[Start of section]

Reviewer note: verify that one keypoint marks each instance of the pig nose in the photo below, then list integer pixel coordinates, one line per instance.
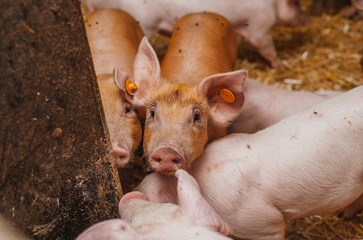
(166, 160)
(120, 155)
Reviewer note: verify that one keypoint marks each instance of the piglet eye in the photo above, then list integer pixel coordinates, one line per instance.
(196, 116)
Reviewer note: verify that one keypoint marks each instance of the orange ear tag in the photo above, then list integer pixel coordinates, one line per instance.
(131, 87)
(227, 95)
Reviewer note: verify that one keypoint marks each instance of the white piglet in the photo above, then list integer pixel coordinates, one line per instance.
(309, 163)
(251, 18)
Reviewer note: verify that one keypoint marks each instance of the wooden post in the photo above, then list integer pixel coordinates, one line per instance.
(57, 176)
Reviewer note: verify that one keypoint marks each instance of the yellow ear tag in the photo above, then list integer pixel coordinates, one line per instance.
(131, 87)
(227, 95)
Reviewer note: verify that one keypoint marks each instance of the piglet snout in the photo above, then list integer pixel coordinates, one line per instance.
(166, 160)
(121, 156)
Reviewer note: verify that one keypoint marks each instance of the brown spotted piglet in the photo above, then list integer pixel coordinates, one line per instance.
(198, 95)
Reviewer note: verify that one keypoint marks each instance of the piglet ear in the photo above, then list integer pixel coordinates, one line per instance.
(191, 200)
(121, 77)
(224, 92)
(113, 229)
(147, 71)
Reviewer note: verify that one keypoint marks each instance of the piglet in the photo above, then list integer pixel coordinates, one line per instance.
(198, 95)
(114, 37)
(266, 105)
(307, 164)
(192, 218)
(259, 15)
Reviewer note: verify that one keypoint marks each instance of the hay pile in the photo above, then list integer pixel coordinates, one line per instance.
(324, 55)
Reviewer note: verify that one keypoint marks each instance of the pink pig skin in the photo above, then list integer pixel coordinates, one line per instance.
(266, 105)
(114, 37)
(357, 7)
(182, 101)
(192, 218)
(259, 15)
(309, 163)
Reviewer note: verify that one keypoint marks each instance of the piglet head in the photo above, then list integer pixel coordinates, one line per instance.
(147, 74)
(114, 229)
(180, 119)
(289, 13)
(192, 216)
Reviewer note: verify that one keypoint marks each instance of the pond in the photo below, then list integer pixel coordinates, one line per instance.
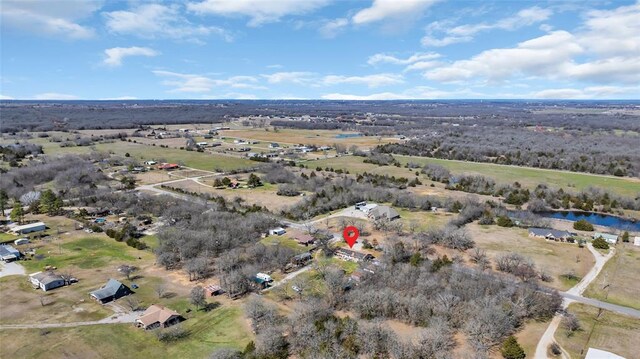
(596, 218)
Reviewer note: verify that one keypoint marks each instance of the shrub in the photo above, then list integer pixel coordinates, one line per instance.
(511, 349)
(504, 221)
(583, 225)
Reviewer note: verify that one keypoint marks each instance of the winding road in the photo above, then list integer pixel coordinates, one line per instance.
(575, 295)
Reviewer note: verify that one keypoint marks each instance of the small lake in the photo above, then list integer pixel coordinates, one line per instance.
(596, 219)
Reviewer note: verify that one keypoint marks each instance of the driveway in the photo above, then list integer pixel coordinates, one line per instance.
(575, 294)
(13, 268)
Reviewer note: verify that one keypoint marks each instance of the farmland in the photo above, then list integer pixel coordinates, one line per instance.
(529, 177)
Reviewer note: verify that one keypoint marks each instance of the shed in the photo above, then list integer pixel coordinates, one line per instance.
(28, 228)
(384, 212)
(8, 253)
(47, 280)
(158, 316)
(277, 231)
(610, 238)
(21, 241)
(111, 291)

[End of section]

Description of the task:
Beginning with the line in which "of the driveway" appears, print each remaining line of the listing exactly, the last line included.

Task response:
Reviewer note: verify that one keypoint marks each instance of the driveway in the photo above, then list integer pixel coordinates, one line per instance.
(575, 294)
(13, 268)
Reviewer note: verify that one keypoint marks each instance of the farmland in the photo above, then list integer pixel coordinates, one line per instance.
(529, 177)
Reviewer note: verify that one keypoint marks each instance of the shed in the photo above, then list integer pixel coordinates, one line per instance.
(28, 228)
(384, 212)
(8, 253)
(47, 280)
(158, 316)
(277, 231)
(610, 238)
(21, 241)
(111, 291)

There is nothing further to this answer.